- CONSIGNE DE TRAVAIL A
Recopiez fidèlement le passage du texte sur La Clepsydre compris entre "Jozef est venu" et "apparaître son double.", ces deux bornes incluses.
- CONSIGNE DE TRAVAIL B
Traduisez en anglais cette phrase du texte sur La Clepsydre : « On y croise seulement une infirmière peu loquace et un médecin docte. »

- TEXTE À EXAMINER
^^^^
Jozef est venu rendre visite à son père dans un sanatorium. Dans le train, il croise la route d’un contrôleur aveugle qui lui assure qu’au terme de son périple, il aura trouvé son propre chemin. L’établissement médical que Jozef découvre est un vaste palais lugubre, rongé par la vermine et tapissé de toiles d’araignées. On y croise seulement une infirmière peu loquace et un médecin docte. Celui-ci lui explique que si son père peut lui sembler mort, il n’en est rien tant qu’il git dans ce sanatorium où le temps a été comme retardé. Ne comprenant rien à ce discours, Jozef s’aventure dans la vaste demeure délabrée et voit apparaître son double.

Analyse et critique

Lors de sa présentation en toute fin de Festival de Cannes en 1973, La Clepsydre fut mal accueilli par un parterre de journalistes indifférents qui le jugèrent interminable et laborieux. Si néanmoins il obtint le Prix Spécial du Jury, il convient de s’imaginer la réaction du public devant cet objet aberrant, hypnotique, hybride, irrationnel, véritable expérience labyrinthique qui pousse dans ses ultimes retranchements les jeux narratifs et temporels qu’avait déjà sublimés Wojciech Has dans son adaptation géniale, cinq ans plus tôt, du Manuscrit trouvé à Saragosse.
^^^^
- ÉLÉMENTS FOURNIS

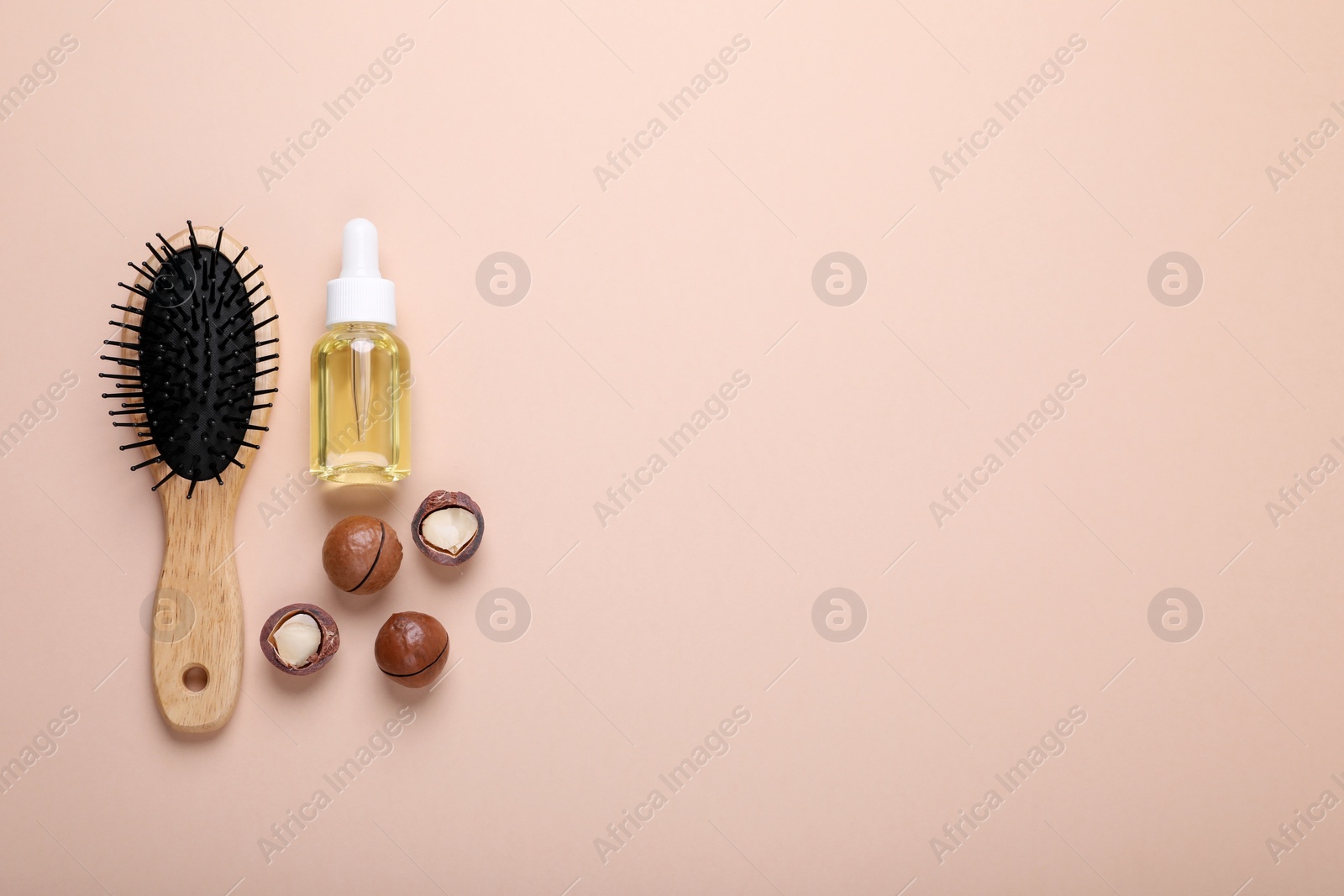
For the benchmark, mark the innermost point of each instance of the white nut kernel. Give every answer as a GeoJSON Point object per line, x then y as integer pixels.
{"type": "Point", "coordinates": [449, 530]}
{"type": "Point", "coordinates": [296, 640]}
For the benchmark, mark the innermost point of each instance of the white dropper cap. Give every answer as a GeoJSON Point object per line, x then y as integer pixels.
{"type": "Point", "coordinates": [360, 293]}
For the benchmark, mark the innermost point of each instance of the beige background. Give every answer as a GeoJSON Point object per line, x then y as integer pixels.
{"type": "Point", "coordinates": [698, 598]}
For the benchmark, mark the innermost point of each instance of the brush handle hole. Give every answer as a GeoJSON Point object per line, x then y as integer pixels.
{"type": "Point", "coordinates": [195, 678]}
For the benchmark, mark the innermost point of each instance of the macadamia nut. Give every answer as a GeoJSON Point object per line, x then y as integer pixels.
{"type": "Point", "coordinates": [449, 530]}
{"type": "Point", "coordinates": [297, 640]}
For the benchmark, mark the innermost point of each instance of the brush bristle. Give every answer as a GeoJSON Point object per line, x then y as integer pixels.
{"type": "Point", "coordinates": [194, 359]}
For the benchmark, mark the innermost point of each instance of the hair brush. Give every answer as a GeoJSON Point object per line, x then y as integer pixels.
{"type": "Point", "coordinates": [195, 369]}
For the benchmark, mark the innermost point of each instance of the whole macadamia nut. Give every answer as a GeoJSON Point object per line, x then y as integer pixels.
{"type": "Point", "coordinates": [362, 553]}
{"type": "Point", "coordinates": [412, 649]}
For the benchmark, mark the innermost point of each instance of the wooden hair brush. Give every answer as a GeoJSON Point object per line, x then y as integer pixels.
{"type": "Point", "coordinates": [197, 362]}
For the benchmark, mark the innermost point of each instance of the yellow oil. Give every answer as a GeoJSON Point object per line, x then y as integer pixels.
{"type": "Point", "coordinates": [360, 405]}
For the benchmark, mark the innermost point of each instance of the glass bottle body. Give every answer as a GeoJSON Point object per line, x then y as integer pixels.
{"type": "Point", "coordinates": [360, 405]}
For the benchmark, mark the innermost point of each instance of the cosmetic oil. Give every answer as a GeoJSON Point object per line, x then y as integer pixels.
{"type": "Point", "coordinates": [360, 374]}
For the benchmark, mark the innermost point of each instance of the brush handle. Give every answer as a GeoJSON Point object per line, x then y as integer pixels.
{"type": "Point", "coordinates": [198, 618]}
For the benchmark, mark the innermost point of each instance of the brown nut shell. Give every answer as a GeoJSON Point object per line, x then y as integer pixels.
{"type": "Point", "coordinates": [412, 649]}
{"type": "Point", "coordinates": [362, 553]}
{"type": "Point", "coordinates": [438, 501]}
{"type": "Point", "coordinates": [326, 651]}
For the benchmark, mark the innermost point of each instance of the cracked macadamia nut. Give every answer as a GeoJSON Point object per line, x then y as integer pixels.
{"type": "Point", "coordinates": [362, 553]}
{"type": "Point", "coordinates": [448, 527]}
{"type": "Point", "coordinates": [300, 638]}
{"type": "Point", "coordinates": [412, 649]}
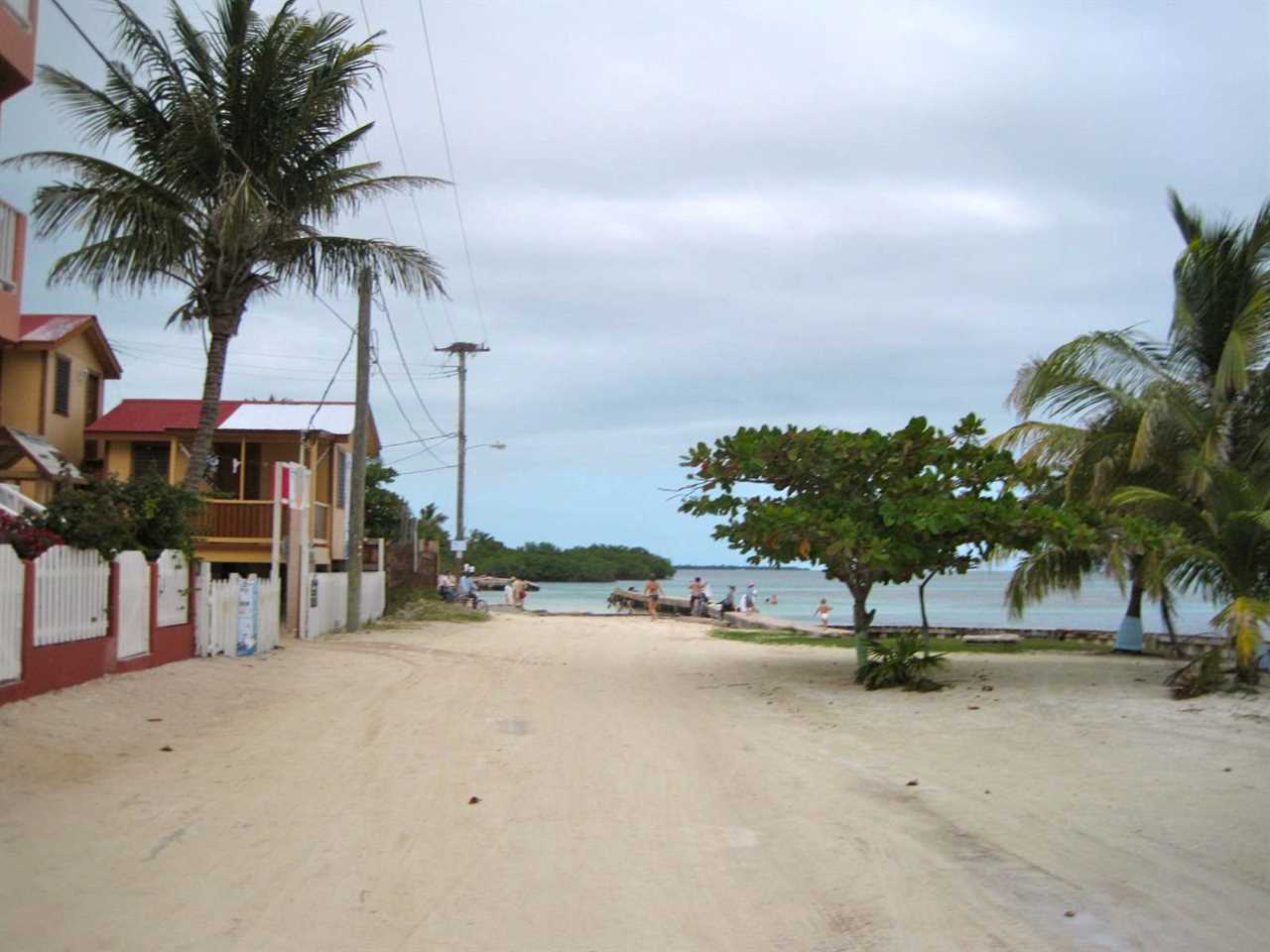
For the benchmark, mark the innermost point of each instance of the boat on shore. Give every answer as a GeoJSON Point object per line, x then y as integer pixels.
{"type": "Point", "coordinates": [492, 583]}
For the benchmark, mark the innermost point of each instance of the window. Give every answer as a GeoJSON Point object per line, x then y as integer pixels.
{"type": "Point", "coordinates": [91, 398]}
{"type": "Point", "coordinates": [63, 388]}
{"type": "Point", "coordinates": [252, 477]}
{"type": "Point", "coordinates": [227, 462]}
{"type": "Point", "coordinates": [8, 248]}
{"type": "Point", "coordinates": [150, 460]}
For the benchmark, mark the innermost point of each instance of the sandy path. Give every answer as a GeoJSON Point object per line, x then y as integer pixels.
{"type": "Point", "coordinates": [643, 787]}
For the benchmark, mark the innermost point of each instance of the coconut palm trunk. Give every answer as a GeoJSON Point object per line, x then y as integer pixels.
{"type": "Point", "coordinates": [240, 140]}
{"type": "Point", "coordinates": [1129, 636]}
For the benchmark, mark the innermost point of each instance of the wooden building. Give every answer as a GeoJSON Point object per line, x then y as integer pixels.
{"type": "Point", "coordinates": [236, 524]}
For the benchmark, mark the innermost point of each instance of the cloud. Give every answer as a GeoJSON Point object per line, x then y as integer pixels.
{"type": "Point", "coordinates": [689, 217]}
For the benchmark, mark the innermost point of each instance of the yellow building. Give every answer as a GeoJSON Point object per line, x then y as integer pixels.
^^^^
- CORRIGÉ A
Jozef est venu rendre visite à son père dans un sanatorium. Dans le train, il croise la route d’un contrôleur aveugle qui lui assure qu’au terme de son périple, il aura trouvé son propre chemin. L’établissement médical que Jozef découvre est un vaste palais lugubre, rongé par la vermine et tapissé de toiles d’araignées. On y croise seulement une infirmière peu loquace et un médecin docte. Celui-ci lui explique que si son père peut lui sembler mort, il n’en est rien tant qu’il git dans ce sanatorium où le temps a été comme retardé. Ne comprenant rien à ce discours, Jozef s’aventure dans la vaste demeure délabrée et voit apparaître son double.

- CORRIGÉ B
The only people one meets there are a taciturn nurse and a learned doctor.